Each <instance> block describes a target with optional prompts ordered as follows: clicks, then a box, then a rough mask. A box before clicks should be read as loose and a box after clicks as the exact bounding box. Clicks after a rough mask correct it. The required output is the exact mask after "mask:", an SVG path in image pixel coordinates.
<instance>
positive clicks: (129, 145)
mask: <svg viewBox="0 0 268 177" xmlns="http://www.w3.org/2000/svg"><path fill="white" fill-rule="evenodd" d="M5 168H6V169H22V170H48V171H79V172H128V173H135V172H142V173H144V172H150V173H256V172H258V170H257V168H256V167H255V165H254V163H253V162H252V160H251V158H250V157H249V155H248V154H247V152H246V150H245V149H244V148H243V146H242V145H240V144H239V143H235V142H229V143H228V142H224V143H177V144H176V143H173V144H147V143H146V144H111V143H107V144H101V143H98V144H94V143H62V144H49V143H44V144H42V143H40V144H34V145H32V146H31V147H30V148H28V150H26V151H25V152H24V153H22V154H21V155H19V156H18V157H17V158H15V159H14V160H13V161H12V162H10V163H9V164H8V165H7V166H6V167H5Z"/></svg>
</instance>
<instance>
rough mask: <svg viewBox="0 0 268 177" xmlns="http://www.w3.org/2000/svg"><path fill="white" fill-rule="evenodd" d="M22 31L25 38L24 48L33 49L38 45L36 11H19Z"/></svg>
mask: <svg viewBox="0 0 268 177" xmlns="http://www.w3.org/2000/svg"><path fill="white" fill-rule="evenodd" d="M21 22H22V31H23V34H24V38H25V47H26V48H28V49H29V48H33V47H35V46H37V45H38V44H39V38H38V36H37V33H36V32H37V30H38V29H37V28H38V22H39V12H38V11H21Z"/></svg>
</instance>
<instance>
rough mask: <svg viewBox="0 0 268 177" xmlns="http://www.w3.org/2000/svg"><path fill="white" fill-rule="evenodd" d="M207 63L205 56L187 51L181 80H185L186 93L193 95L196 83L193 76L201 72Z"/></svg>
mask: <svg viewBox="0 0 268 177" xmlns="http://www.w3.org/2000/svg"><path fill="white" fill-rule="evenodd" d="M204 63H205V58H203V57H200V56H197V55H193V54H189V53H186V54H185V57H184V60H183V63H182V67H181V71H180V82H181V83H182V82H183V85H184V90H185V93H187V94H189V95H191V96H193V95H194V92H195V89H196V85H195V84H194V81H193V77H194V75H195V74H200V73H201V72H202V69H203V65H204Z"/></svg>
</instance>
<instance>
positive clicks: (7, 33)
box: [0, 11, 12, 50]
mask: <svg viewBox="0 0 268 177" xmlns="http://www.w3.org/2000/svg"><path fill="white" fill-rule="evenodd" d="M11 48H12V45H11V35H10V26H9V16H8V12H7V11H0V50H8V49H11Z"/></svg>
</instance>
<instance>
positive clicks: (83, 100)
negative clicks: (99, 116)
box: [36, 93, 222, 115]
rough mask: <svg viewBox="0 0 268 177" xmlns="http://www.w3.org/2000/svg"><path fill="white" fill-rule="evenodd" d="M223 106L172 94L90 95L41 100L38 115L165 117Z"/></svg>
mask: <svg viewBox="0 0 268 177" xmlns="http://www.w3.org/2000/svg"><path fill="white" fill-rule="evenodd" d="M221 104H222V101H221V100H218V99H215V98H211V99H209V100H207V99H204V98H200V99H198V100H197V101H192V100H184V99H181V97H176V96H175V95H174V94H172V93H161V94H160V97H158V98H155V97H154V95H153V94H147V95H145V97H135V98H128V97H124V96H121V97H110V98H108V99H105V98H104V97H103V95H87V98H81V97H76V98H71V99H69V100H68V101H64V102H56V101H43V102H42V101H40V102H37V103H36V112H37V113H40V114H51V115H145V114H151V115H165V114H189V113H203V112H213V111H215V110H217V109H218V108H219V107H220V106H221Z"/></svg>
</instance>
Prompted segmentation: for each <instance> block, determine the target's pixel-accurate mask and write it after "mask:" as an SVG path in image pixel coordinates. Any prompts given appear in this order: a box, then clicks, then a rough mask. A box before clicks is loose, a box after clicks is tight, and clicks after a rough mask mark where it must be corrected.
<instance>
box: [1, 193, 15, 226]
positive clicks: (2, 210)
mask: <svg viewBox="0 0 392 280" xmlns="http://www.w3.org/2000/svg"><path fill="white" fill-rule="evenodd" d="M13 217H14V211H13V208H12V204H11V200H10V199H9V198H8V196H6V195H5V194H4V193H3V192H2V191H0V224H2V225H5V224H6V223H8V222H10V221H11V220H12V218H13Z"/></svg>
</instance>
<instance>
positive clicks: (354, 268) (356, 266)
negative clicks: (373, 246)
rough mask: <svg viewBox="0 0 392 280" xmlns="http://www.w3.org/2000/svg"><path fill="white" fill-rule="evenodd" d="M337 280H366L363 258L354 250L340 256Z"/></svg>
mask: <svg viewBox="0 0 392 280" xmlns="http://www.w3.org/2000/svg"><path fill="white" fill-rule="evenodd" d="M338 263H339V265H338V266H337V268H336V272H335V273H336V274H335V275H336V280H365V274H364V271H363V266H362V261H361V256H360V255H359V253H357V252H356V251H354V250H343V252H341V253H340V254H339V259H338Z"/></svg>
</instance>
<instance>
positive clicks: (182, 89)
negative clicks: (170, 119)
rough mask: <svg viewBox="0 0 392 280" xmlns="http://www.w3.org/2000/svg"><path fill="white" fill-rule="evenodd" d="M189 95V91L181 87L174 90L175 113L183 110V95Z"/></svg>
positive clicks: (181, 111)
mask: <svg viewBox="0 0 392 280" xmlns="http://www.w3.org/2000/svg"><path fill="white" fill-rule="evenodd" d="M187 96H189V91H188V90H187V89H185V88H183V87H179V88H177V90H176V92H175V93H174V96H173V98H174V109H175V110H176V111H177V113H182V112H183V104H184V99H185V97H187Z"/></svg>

## Requirement
In the entries above, find every line holding the word "block" and copy it out.

## Response
Each <instance> block describes a target with optional prompts ordered as follows: clicks, then a box, then a rough mask. A box before clicks should be read as loose and a box after clicks as the exact bounding box. Clicks after a rough mask correct it. The required output is the exact mask after "mask:", an SVG path in image pixel coordinates.
Prompted segmentation: for each <instance> block, determine the target's pixel-accurate mask and write it after "mask:" as an SVG path in image pixel coordinates. Any prompts given appear in this order: a box, then clicks, then a rough mask. A box before clicks is loose, a box after clicks is tight, and clicks after a rough mask mark where it must be corrected.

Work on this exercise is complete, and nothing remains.